• [Written problem 1]
Reproduce the passage of the physics-driven neural retargeting text that begins with the words containing "Updated 6 March" and ends with "88% success rates.".
• [Written problem 2]
Resume the text on physics-driven neural retargeting from the point where it stops.

• [Passage shown]
::::::::::
Physics-Driven Neural Retargeting

Updated 6 March 2026

Physics-driven neural retargeting is a framework that maps demonstration data to target embodiments by blending semantic insights with strict physical constraints.
It leverages neural networks and reinforcement learning to refine retargeted motions, using techniques like inverse kinematics and physics-based losses for realism.
The approach underpins applications such as avatar animation, robotic control, and garment simulation, achieving metrics like 2–3 cm landmark errors and up to 88% success rates.

Physics-driven neural retargeting refers to a class of methods that map data describing a source behavior—such as human motion, garment pose, or multi-agent interactions—to distinct target embodiments or morphologies, while enforcing adherence to physical constraints and dynamical feasibility using neural networks and/or reinforcement learning. This approach is foundational to modern avatar animation, dexterous robot control, clothes fitting, and simulation of multi-entity scenes, as it combines global task semantics (often from demonstration data) with dynamic feasibility, physical realism, and cross-morphological generalization enforced by differentiable or sampled physics simulation and neural policy architectures.
::::::::::
Stored records
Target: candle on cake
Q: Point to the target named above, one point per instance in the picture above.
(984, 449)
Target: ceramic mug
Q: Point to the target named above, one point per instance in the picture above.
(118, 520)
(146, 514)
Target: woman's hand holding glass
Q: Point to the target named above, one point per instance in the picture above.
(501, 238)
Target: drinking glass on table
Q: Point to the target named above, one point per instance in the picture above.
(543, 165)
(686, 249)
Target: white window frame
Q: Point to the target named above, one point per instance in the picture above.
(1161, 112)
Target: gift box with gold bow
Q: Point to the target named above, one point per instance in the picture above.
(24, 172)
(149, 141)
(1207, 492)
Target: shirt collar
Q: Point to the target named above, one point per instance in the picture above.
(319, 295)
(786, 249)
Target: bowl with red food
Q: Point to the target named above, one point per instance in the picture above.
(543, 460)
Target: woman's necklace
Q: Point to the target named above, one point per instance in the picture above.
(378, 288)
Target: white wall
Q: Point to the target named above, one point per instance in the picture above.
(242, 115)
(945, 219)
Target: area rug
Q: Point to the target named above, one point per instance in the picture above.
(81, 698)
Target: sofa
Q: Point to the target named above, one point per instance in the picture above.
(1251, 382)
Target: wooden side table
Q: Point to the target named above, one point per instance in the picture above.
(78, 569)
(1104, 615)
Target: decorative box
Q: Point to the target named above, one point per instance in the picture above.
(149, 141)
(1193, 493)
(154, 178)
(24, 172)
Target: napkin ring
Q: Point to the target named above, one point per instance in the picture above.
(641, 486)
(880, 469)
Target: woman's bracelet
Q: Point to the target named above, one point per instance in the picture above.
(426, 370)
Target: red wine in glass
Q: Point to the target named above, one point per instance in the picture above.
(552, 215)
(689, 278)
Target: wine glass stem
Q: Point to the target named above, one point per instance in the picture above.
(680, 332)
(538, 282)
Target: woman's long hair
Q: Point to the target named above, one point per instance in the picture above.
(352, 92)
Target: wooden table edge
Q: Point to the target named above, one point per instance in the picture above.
::::::::::
• [Exercise result 1]
Updated 6 March 2026

Physics-driven neural retargeting is a framework that maps demonstration data to target embodiments by blending semantic insights with strict physical constraints.
It leverages neural networks and reinforcement learning to refine retargeted motions, using techniques like inverse kinematics and physics-based losses for realism.
The approach underpins applications such as avatar animation, robotic control, and garment simulation, achieving metrics like 2–3 cm landmark errors and up to 88% success rates.

• [Exercise result 2]
1. Formulation and Key Principles

Physics-driven neural retargeting is defined by the requirement that the retargeted outputs—be they robot trajectories, body poses, character joint angles, or mesh deformations—are both semantically faithful to input demonstrations and physically plausible under the constraints of dynamics, contact, and environmental interaction.

The general workflow consists of:

Extracting task-relevant semantic information from demonstrations (kinematic motion, landmarks, deformation patterns, contact events);
Mapping these to the target embodiment or morphology through an initial kinematic or geometric fitting (e.g., inverse kinematics, rigid alignment, or sparse keypoint correspondences);
Refining or generating target behaviors via neural architectures, reinforcement learning, or sampling-based control, while enforcing physical realism using contact-aware physics simulation, energy minimization, or robust policy training;
Optionally enforcing further physical plausibility via self-supervision or physics-driven losses on real or unlabeled data.

This paradigm is now found in garment fitting from images (Yoon et al., 2021), motion retargeting to avatars and robots (Pan et al., 12 Nov 2025, Reda et al., 2023), and simulation of complex multi-agent or multi-object scenes (Zhang et al., 2023).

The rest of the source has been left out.